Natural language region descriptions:
━━━

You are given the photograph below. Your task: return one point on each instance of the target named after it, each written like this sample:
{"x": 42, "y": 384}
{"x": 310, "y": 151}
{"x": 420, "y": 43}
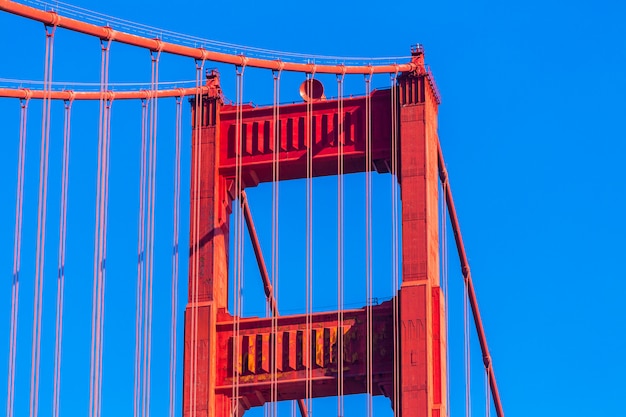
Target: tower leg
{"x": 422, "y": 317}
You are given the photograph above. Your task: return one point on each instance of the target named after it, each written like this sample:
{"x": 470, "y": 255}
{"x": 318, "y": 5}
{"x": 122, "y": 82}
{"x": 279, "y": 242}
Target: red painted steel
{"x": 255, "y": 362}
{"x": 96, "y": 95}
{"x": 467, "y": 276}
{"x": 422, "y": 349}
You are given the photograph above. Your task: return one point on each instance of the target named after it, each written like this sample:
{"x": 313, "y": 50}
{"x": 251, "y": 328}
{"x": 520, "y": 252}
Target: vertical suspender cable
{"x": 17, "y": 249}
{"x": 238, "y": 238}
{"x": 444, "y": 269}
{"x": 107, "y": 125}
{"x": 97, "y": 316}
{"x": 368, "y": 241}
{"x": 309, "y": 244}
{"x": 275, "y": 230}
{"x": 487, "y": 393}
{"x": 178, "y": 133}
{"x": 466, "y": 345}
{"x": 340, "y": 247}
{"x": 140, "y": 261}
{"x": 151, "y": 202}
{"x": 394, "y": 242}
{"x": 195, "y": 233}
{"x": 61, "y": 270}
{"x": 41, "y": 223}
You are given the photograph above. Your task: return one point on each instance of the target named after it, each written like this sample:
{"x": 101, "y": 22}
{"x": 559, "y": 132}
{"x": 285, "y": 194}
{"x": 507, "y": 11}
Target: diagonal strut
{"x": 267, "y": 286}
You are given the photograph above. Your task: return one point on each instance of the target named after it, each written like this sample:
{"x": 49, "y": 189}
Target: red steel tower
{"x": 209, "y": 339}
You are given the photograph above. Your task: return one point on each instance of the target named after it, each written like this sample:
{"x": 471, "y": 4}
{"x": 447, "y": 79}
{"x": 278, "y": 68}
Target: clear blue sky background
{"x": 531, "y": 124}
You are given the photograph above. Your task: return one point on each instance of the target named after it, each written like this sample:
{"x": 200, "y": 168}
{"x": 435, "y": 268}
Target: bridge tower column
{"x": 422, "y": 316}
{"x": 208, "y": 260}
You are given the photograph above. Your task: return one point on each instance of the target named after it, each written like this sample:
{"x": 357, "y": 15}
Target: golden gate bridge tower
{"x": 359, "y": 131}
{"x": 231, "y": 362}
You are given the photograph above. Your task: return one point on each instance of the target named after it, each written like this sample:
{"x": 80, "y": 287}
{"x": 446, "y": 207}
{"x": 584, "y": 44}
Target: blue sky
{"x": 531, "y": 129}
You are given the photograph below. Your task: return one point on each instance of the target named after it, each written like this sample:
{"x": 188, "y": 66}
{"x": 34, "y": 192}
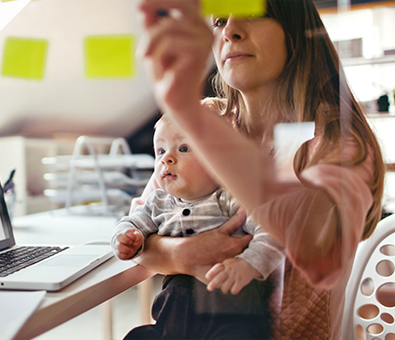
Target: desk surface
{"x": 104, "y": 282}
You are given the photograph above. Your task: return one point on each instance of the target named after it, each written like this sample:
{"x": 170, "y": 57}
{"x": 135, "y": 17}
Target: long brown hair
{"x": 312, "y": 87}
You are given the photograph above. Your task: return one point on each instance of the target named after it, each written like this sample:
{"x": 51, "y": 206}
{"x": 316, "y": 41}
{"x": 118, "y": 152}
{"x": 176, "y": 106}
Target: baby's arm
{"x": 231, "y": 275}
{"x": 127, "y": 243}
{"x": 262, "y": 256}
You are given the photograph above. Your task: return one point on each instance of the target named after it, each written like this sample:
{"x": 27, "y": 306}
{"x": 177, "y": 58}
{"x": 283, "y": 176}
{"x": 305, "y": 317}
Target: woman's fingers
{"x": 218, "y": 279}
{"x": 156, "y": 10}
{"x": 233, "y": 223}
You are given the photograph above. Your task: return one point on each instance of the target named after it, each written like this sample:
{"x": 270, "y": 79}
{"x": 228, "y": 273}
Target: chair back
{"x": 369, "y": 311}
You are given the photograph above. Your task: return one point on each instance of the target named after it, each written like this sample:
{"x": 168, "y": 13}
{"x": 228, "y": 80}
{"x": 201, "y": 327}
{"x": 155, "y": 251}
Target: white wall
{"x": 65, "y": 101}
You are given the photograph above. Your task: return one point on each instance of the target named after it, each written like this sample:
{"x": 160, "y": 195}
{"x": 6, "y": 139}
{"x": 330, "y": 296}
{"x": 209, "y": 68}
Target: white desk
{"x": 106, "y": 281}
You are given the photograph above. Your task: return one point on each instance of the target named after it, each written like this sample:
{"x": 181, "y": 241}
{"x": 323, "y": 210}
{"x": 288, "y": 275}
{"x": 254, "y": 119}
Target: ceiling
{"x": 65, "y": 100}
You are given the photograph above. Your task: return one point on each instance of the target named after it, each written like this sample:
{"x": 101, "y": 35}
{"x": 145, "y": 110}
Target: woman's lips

━━━

- **Exercise objective**
Extract all the entries word for word; omit any pictures.

- **Output below**
You are given the photograph below. Your task: return one point on each instance of the target named after it, each written like this sample:
{"x": 42, "y": 384}
{"x": 310, "y": 151}
{"x": 420, "y": 43}
Target: tower leg
{"x": 422, "y": 317}
You are given the photograph above. Your task: return one point on each instance of the target named after it, each written like this sample:
{"x": 470, "y": 255}
{"x": 318, "y": 5}
{"x": 122, "y": 82}
{"x": 279, "y": 242}
Target: red painted steel
{"x": 255, "y": 362}
{"x": 96, "y": 95}
{"x": 467, "y": 276}
{"x": 422, "y": 349}
You are given the photograph above. Your task: return one point on each instance of the target named after it, each written like this sample:
{"x": 313, "y": 50}
{"x": 251, "y": 328}
{"x": 520, "y": 252}
Target: vertical suspender cable
{"x": 17, "y": 249}
{"x": 238, "y": 238}
{"x": 444, "y": 269}
{"x": 107, "y": 125}
{"x": 97, "y": 316}
{"x": 368, "y": 241}
{"x": 309, "y": 244}
{"x": 275, "y": 230}
{"x": 487, "y": 393}
{"x": 178, "y": 133}
{"x": 466, "y": 345}
{"x": 340, "y": 247}
{"x": 140, "y": 261}
{"x": 151, "y": 202}
{"x": 394, "y": 242}
{"x": 195, "y": 233}
{"x": 61, "y": 270}
{"x": 41, "y": 223}
You are given the photograph above. Your task: return one point on each instance of the target named after it, each written like this sample:
{"x": 101, "y": 22}
{"x": 559, "y": 132}
{"x": 285, "y": 194}
{"x": 507, "y": 11}
Target: diagonal strut
{"x": 267, "y": 286}
You are given the photograph above. Your task: return one point on each instance of the target named after it, each written like this sample:
{"x": 49, "y": 189}
Target: red steel tower
{"x": 209, "y": 339}
You are given the photograph above. Your task: return one point on each instance of the target named after it, each written like this sample:
{"x": 471, "y": 4}
{"x": 447, "y": 79}
{"x": 278, "y": 68}
Target: clear blue sky background
{"x": 531, "y": 124}
You are given the photograph above. Your task: return one point on each instance of the target named after it, each written like this sample:
{"x": 200, "y": 168}
{"x": 435, "y": 268}
Target: bridge tower column
{"x": 422, "y": 316}
{"x": 208, "y": 260}
You are given the photograph above. Your task: return one point on each instance of the target named after it, each written like this sample:
{"x": 357, "y": 15}
Target: golden gate bridge tower
{"x": 359, "y": 131}
{"x": 231, "y": 362}
You are given the photograph above. Your task: return one point on each instance of the target named after it, each written like this sample:
{"x": 80, "y": 287}
{"x": 446, "y": 207}
{"x": 584, "y": 44}
Target: blue sky
{"x": 531, "y": 129}
You are given the photograph below. Your task: return one point on each instance of the target named after it, each written like this sample:
{"x": 188, "y": 66}
{"x": 34, "y": 192}
Target: desk surface
{"x": 104, "y": 282}
You are given the photograph above. Your task: return one point on each instance of the target named after it, each written like this sample:
{"x": 170, "y": 57}
{"x": 135, "y": 17}
Target: long brown hair
{"x": 312, "y": 87}
You are given the photograph above. Your task: return one point on each instance of the target named after it, each written like this sample:
{"x": 51, "y": 206}
{"x": 316, "y": 41}
{"x": 118, "y": 152}
{"x": 176, "y": 106}
Target: baby's arm
{"x": 231, "y": 275}
{"x": 127, "y": 243}
{"x": 262, "y": 256}
You are given the photograph above. Your task: return one point on each instance of the target named after it, each written like this sample:
{"x": 27, "y": 306}
{"x": 177, "y": 58}
{"x": 283, "y": 176}
{"x": 305, "y": 317}
Target: woman's fingers
{"x": 218, "y": 279}
{"x": 156, "y": 10}
{"x": 233, "y": 223}
You are given the photograph above. Your task: return one point on each instance of the target named after it, each written like this sample:
{"x": 270, "y": 79}
{"x": 228, "y": 273}
Target: chair back
{"x": 369, "y": 311}
You are given the photograph above. Your task: return one point on each instance of the target named after it, each written like this sample:
{"x": 168, "y": 13}
{"x": 228, "y": 80}
{"x": 201, "y": 327}
{"x": 155, "y": 251}
Target: white wall
{"x": 65, "y": 101}
You are given the photograph above. Your task: return one point on each instance of the target named after it, each written like this sample:
{"x": 160, "y": 195}
{"x": 6, "y": 139}
{"x": 330, "y": 296}
{"x": 209, "y": 68}
Target: white desk
{"x": 106, "y": 281}
You are given the photograph above. Your task: return one point on each instance of the target named after it, each written like this sample:
{"x": 181, "y": 241}
{"x": 323, "y": 210}
{"x": 288, "y": 275}
{"x": 254, "y": 119}
Target: ceiling
{"x": 65, "y": 100}
You are given the photograph above. Your task: return one point on each instance of the target named after it, each written like this sample:
{"x": 101, "y": 35}
{"x": 145, "y": 110}
Target: woman's lips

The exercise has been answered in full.